* _PROBLEM TO SOLVE_: Word for word, set down the lines from the one that holds "Q: Point out each instance of the extended" through the final line of the listing below, and exclude every picture.

[[ GIVEN DATA, beginning ]]

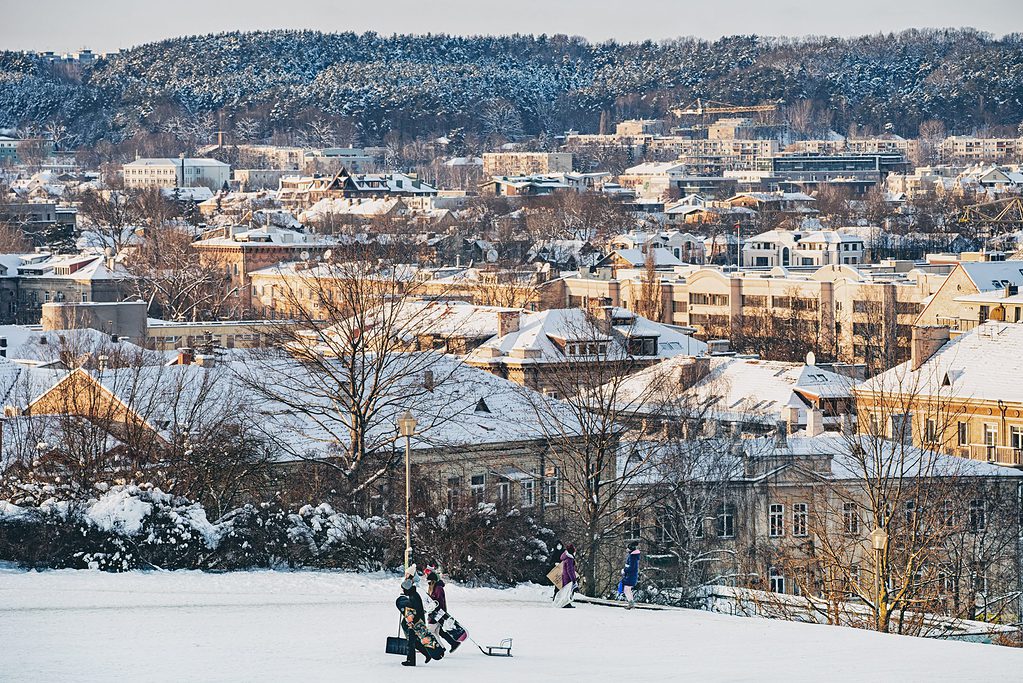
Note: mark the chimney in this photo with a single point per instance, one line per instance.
(814, 422)
(791, 416)
(926, 340)
(847, 427)
(507, 322)
(781, 436)
(694, 371)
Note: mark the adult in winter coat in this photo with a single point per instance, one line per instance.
(436, 592)
(415, 602)
(630, 575)
(569, 577)
(556, 558)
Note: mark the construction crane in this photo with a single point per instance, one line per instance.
(700, 108)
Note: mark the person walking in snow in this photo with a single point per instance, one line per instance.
(630, 575)
(416, 622)
(435, 589)
(569, 577)
(556, 558)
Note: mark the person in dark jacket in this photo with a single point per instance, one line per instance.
(630, 575)
(415, 602)
(569, 577)
(435, 590)
(556, 558)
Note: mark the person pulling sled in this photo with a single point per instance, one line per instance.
(413, 624)
(439, 615)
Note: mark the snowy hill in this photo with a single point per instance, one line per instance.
(187, 626)
(430, 83)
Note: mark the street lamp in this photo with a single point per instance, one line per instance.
(406, 427)
(879, 539)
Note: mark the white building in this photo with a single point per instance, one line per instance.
(181, 172)
(800, 247)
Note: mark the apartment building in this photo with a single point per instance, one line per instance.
(171, 173)
(240, 253)
(526, 163)
(969, 148)
(975, 292)
(960, 396)
(841, 312)
(797, 247)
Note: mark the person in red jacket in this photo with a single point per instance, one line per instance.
(436, 623)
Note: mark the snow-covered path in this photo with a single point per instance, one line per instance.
(264, 626)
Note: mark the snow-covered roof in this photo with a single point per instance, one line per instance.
(637, 258)
(988, 275)
(984, 364)
(211, 163)
(541, 336)
(734, 390)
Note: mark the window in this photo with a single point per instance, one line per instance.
(527, 493)
(990, 435)
(1016, 437)
(910, 512)
(478, 488)
(776, 580)
(964, 434)
(633, 526)
(799, 518)
(979, 578)
(776, 520)
(550, 486)
(850, 518)
(726, 520)
(978, 515)
(454, 483)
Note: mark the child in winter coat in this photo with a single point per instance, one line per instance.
(436, 592)
(630, 575)
(569, 577)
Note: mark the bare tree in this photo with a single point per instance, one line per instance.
(349, 324)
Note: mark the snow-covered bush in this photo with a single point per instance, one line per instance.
(254, 536)
(483, 545)
(321, 537)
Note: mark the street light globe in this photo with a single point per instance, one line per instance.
(406, 424)
(879, 539)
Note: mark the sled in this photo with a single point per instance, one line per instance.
(396, 645)
(504, 649)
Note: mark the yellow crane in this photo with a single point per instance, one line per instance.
(700, 108)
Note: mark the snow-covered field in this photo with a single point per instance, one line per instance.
(264, 626)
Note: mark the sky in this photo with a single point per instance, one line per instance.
(109, 25)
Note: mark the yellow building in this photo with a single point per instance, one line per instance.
(962, 397)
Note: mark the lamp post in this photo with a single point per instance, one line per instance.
(406, 427)
(879, 539)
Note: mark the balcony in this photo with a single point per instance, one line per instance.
(1003, 455)
(957, 325)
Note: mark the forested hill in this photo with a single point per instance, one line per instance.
(419, 85)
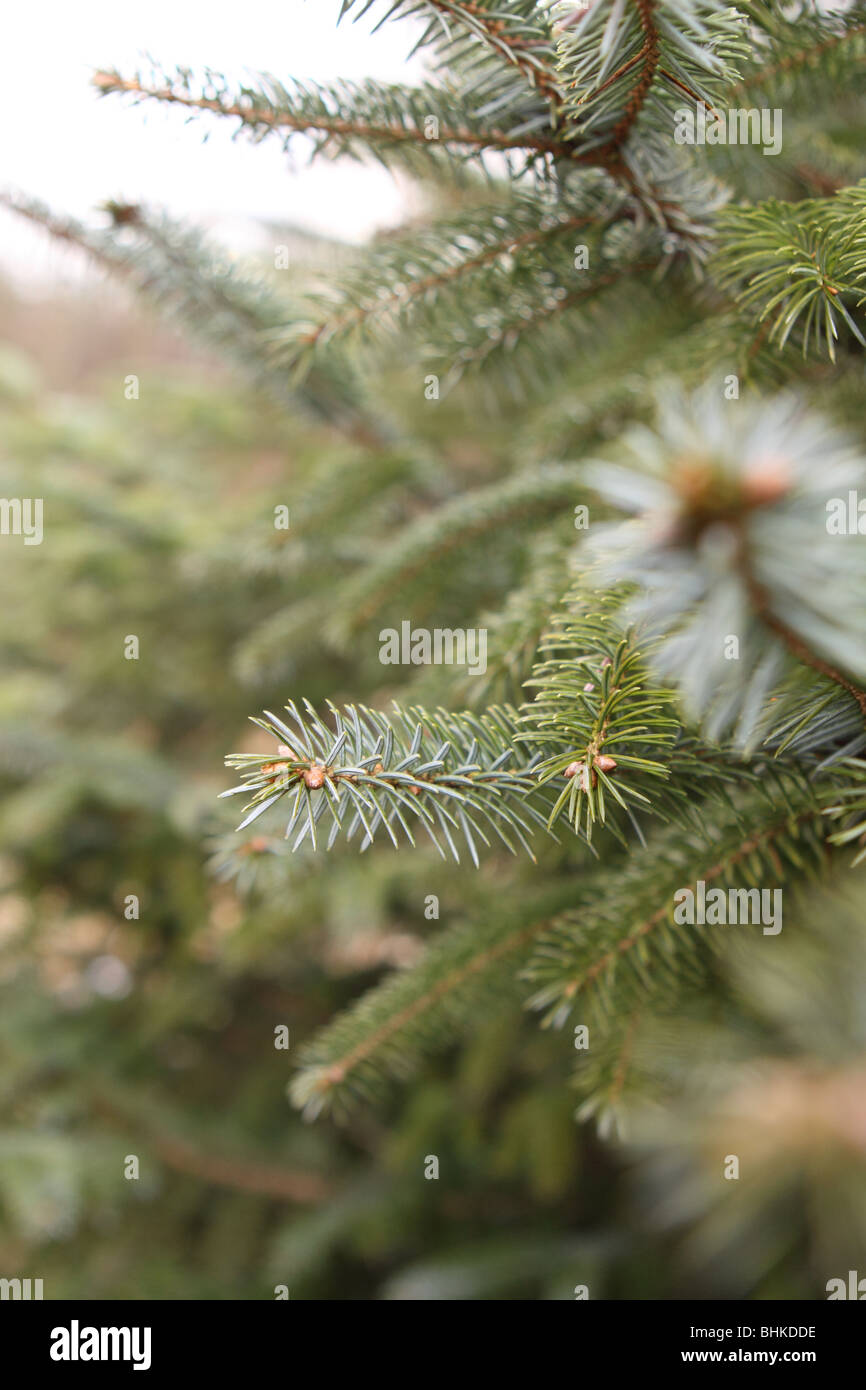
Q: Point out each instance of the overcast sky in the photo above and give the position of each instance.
(74, 150)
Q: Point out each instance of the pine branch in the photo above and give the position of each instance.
(623, 948)
(469, 973)
(409, 125)
(516, 31)
(797, 266)
(455, 776)
(178, 270)
(459, 524)
(624, 66)
(720, 510)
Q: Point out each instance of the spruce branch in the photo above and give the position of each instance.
(798, 266)
(342, 118)
(467, 975)
(437, 538)
(723, 496)
(453, 776)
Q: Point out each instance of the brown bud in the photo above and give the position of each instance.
(768, 480)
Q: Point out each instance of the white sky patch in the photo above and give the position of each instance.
(72, 149)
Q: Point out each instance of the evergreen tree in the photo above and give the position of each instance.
(645, 262)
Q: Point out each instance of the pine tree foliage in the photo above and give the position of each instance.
(697, 705)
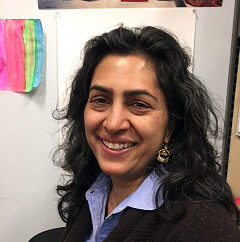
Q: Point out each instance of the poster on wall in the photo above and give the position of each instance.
(21, 54)
(74, 4)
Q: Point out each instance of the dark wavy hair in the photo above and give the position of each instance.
(192, 171)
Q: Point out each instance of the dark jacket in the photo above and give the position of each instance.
(201, 221)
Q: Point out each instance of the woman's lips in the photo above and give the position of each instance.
(116, 148)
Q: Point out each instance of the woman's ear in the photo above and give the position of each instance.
(169, 131)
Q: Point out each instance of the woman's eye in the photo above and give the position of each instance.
(99, 101)
(140, 105)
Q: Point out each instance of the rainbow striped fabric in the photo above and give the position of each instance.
(21, 54)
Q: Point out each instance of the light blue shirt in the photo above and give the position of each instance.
(142, 198)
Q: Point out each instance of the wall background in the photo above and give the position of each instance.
(27, 130)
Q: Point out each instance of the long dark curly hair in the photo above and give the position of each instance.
(192, 171)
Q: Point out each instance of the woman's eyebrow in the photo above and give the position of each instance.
(101, 89)
(139, 92)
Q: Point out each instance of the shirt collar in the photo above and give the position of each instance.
(142, 198)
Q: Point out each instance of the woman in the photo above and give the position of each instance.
(137, 146)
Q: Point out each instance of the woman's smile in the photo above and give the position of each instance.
(126, 118)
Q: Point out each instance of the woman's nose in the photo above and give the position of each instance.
(116, 120)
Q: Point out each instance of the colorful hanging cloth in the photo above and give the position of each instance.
(21, 54)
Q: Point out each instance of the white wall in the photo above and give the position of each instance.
(28, 178)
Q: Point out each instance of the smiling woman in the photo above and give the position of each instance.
(137, 146)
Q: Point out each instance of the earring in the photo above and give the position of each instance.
(163, 154)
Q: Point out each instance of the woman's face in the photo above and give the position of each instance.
(126, 118)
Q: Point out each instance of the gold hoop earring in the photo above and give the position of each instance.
(163, 154)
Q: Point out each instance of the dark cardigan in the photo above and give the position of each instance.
(202, 221)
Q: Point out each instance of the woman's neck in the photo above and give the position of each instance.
(120, 190)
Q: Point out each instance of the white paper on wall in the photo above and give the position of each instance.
(75, 27)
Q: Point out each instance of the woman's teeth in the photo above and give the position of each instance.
(117, 146)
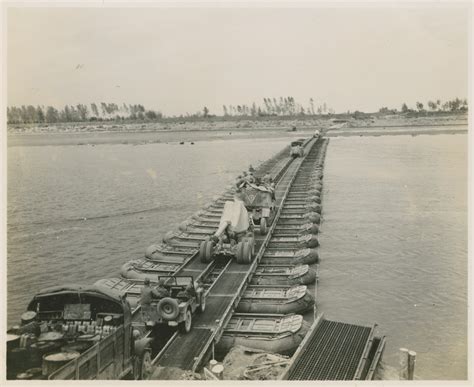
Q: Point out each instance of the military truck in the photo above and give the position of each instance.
(234, 236)
(297, 149)
(185, 298)
(78, 332)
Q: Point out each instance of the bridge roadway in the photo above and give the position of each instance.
(186, 351)
(335, 350)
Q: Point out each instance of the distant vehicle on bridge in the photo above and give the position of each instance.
(234, 236)
(297, 149)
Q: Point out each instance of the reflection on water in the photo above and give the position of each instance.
(394, 245)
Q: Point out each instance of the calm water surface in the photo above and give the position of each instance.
(394, 245)
(394, 238)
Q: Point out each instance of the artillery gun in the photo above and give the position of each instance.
(234, 236)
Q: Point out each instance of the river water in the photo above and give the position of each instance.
(394, 237)
(394, 245)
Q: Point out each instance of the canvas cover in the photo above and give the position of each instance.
(236, 215)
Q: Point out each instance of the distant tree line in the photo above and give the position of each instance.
(282, 106)
(455, 105)
(79, 113)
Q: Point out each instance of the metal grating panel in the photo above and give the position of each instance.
(185, 348)
(333, 353)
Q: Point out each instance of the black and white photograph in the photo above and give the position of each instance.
(236, 191)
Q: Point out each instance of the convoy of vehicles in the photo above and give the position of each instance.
(92, 332)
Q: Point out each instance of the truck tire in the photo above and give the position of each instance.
(251, 241)
(206, 251)
(143, 368)
(263, 226)
(202, 305)
(168, 308)
(247, 253)
(239, 252)
(186, 325)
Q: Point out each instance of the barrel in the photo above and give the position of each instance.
(13, 341)
(28, 317)
(55, 361)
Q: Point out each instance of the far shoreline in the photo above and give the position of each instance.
(196, 135)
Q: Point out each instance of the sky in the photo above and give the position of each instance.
(178, 60)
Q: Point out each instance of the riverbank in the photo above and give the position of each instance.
(204, 130)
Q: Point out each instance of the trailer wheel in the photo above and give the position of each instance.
(251, 241)
(202, 305)
(247, 253)
(143, 366)
(185, 326)
(263, 226)
(206, 251)
(168, 308)
(239, 254)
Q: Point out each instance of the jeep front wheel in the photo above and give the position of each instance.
(186, 325)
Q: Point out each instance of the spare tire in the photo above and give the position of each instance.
(168, 308)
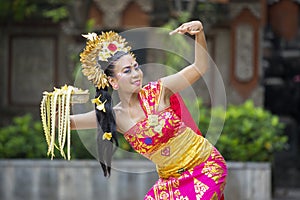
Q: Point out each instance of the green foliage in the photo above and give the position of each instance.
(20, 10)
(57, 14)
(249, 134)
(24, 138)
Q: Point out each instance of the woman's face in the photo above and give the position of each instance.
(127, 74)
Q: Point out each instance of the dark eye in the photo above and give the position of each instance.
(127, 70)
(137, 66)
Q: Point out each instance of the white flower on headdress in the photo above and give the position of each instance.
(90, 36)
(100, 47)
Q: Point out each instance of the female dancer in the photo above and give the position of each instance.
(189, 167)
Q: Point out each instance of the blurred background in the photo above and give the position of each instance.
(255, 45)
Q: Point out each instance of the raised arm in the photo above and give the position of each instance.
(84, 121)
(190, 74)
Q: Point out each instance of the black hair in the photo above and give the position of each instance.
(106, 120)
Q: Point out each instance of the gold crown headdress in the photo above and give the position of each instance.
(100, 48)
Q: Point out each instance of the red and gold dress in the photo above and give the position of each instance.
(189, 167)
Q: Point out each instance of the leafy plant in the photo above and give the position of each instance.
(249, 134)
(24, 138)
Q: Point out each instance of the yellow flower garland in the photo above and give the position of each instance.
(55, 113)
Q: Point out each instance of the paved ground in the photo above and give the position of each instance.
(287, 194)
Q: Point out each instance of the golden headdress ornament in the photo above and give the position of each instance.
(100, 48)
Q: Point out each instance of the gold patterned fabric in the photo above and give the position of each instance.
(189, 167)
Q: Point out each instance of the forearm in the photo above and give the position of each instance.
(201, 55)
(83, 121)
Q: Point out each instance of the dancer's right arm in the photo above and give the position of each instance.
(83, 121)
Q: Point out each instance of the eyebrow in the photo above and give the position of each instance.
(128, 66)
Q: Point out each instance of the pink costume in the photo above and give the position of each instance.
(189, 167)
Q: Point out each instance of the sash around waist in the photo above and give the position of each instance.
(181, 153)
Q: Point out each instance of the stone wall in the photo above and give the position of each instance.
(78, 180)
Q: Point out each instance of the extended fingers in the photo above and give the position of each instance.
(192, 28)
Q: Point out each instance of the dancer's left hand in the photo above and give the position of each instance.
(191, 28)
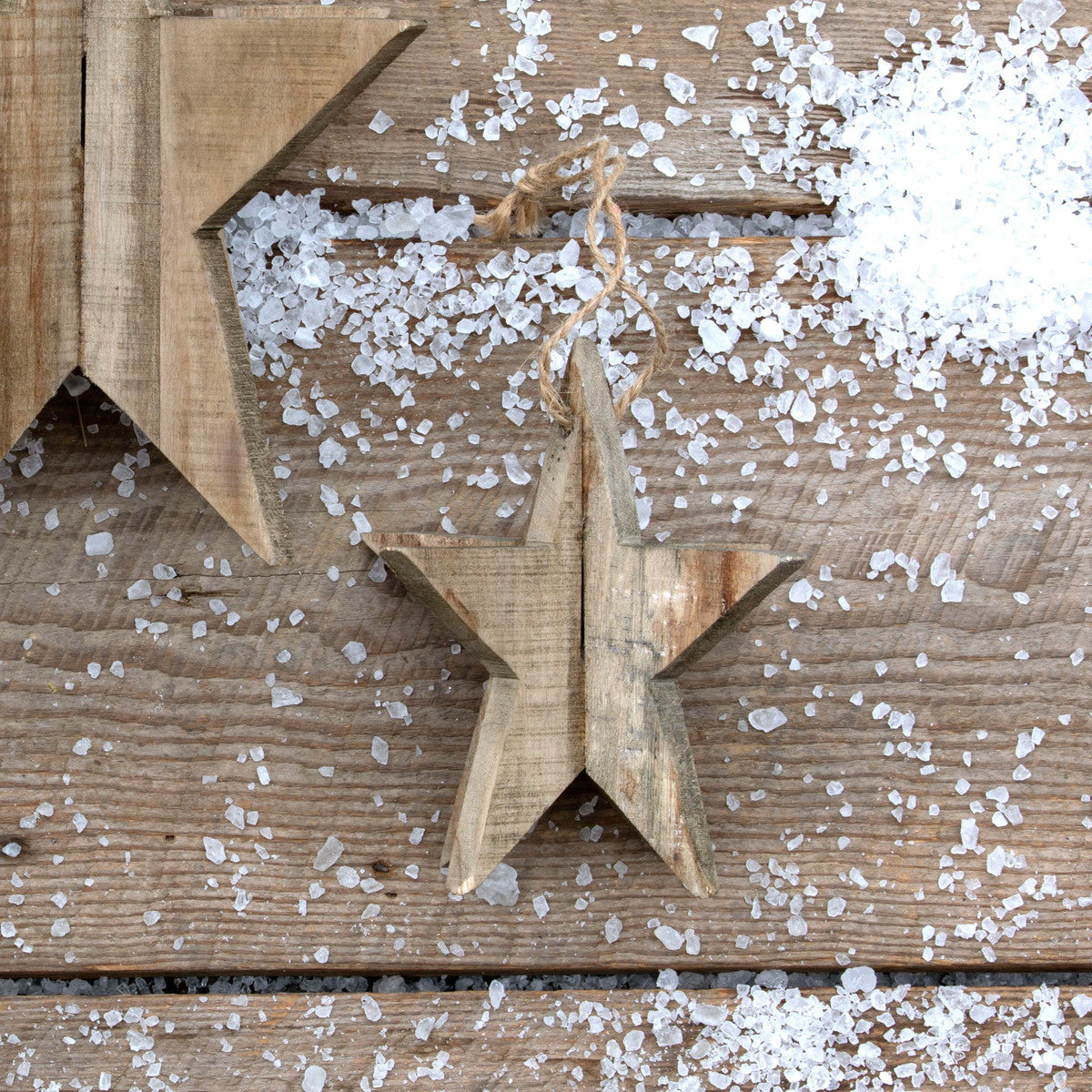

[[ GIVEN DATA, end ]]

* _OUTPUT OF THE TASK_:
Q: Point out each instance of the extended fingers in the photo above and give the position of each instance.
(192, 28)
Q: Point out each instance of the dancer's left hand in the photo above and give the position of each instance.
(191, 28)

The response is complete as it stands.